#### Problem to work on
Copy the entries exactly. Leave nothing out and add nothing.

*** Data shown ***

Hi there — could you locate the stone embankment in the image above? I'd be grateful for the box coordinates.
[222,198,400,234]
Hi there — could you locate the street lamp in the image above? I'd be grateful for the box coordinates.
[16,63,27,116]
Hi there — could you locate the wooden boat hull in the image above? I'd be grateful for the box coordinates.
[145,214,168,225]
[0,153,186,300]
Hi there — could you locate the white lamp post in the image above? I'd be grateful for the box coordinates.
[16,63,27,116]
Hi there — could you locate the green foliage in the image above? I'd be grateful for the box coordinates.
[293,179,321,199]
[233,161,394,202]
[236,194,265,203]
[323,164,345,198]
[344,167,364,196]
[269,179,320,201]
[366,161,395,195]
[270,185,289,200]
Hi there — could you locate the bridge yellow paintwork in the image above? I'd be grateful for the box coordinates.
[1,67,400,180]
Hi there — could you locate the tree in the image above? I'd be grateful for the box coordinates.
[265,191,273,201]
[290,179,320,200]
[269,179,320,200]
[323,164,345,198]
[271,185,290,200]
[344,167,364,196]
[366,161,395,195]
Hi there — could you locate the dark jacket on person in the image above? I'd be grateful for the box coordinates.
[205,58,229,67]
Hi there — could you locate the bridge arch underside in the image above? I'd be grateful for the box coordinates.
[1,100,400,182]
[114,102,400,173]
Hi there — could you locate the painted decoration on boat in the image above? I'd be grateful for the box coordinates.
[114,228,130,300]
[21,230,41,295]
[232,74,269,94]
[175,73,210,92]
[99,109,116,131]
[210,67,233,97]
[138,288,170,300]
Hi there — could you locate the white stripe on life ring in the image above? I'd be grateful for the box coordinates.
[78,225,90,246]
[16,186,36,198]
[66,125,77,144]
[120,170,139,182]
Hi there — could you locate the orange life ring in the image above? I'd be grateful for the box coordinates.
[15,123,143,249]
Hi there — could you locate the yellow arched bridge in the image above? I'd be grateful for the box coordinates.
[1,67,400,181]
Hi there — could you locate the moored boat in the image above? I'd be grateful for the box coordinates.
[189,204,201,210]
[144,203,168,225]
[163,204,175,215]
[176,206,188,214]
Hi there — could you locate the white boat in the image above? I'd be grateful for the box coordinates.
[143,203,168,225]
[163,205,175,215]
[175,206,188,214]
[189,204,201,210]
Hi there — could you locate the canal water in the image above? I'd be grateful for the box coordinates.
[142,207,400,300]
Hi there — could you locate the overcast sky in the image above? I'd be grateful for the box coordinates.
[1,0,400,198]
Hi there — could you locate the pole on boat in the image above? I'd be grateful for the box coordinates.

*** End of Data shown ***

#### Solved exercise
Hi there — could you locate the stone embankment in the image above? I'd be grateful for the box coordinates.
[222,198,400,234]
Hi there — could you locate the street lamp in the image above? I'd be grateful for the box coordinates.
[16,63,27,116]
Hi there — could you locate the wooden boat hull in the image above? I'd be grateful for the box coordinates.
[145,214,168,225]
[0,153,186,300]
Hi there — could you locate the white lamp post in the image above? I'd be grateful for the box coordinates.
[16,63,27,116]
Hi there — could you locate the green foliage in the image above? I'd be grateful for the box coordinates.
[293,179,321,199]
[233,161,394,202]
[236,194,265,203]
[323,164,345,198]
[344,167,364,196]
[269,179,320,201]
[366,161,395,195]
[270,185,289,200]
Hi there — could you locate the bridge yellow paintwork in the image above? I'd be grateful for the box coordinates.
[1,67,400,180]
Hi there — could you locate the tree in the image above? I'd be grateful for the box coordinates.
[265,191,273,201]
[290,179,320,200]
[269,179,320,200]
[323,164,345,198]
[271,185,290,200]
[344,167,364,196]
[366,161,395,195]
Hi there — could you locate the dark jacket on person in the image above? I'd be grateful for the box coordinates.
[205,58,229,67]
Hi there — could you locate the bridge arch underside in the image above? I'd be grateful for the box coordinates.
[1,100,400,182]
[114,102,400,173]
Hi there — could you locate the painted decoration on boat in the image above? I'd be grateful for the box coordinates.
[114,228,130,300]
[21,230,41,295]
[232,74,269,94]
[175,73,210,92]
[99,109,116,131]
[210,67,233,97]
[138,288,170,300]
Hi there — could you locate the white stripe on life ring in the image above? I'd be grateful for the box coordinates.
[78,225,90,246]
[16,186,36,198]
[66,125,77,144]
[120,170,139,182]
Hi there — could you locate the orange life ring in the image above? I'd be grateful for the box coordinates.
[15,123,143,249]
Hi there — could you locate the yellow arched bridge in the image above? I'd be grateful for the box coordinates.
[1,67,400,181]
Hi there — could you locate the moored boat in the image above? I'd be grateful for the box coordinates.
[189,204,201,210]
[144,203,168,225]
[163,204,175,215]
[176,206,188,214]
Hi there — could you locate the white boat in the image above? I'd be grateful for the box coordinates.
[143,203,168,225]
[163,205,175,215]
[175,206,188,214]
[189,204,201,210]
Hi there — could you locate the canal water in the image above? I'd be grateful for the box coordinates.
[142,207,400,300]
Hi there — could you locate the overcast sky in the image above? I'd be grateful for the box coordinates.
[1,0,400,198]
Hi there — could you locate the pole on boat in the image above? I'd be grateful for the box coordinates.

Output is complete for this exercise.